Content starts

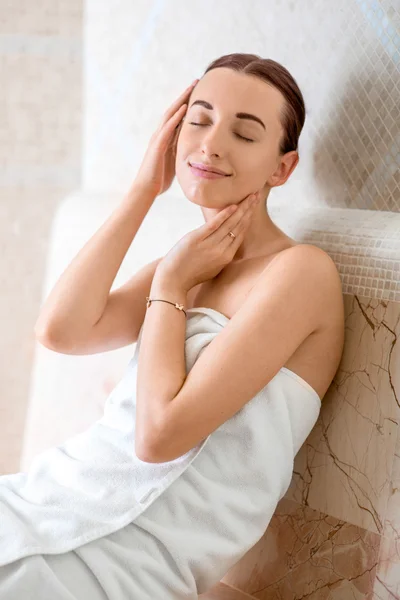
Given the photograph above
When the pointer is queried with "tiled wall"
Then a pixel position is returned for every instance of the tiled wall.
(336, 533)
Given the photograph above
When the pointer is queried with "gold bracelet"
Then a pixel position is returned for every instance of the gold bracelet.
(178, 306)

Content ends

> **Directions**
All of the material above needs to be restated exactly, with no pictures.

> **Written answer**
Given the photograph above
When the pointer is queried with "tiled wall"
Then a pixel position is returned for every instance of the tiled wall.
(336, 533)
Given the photograph above
When the pointer is queried with "gold bracelet"
Then a pixel position is returned for every instance of the gold bracelet.
(178, 306)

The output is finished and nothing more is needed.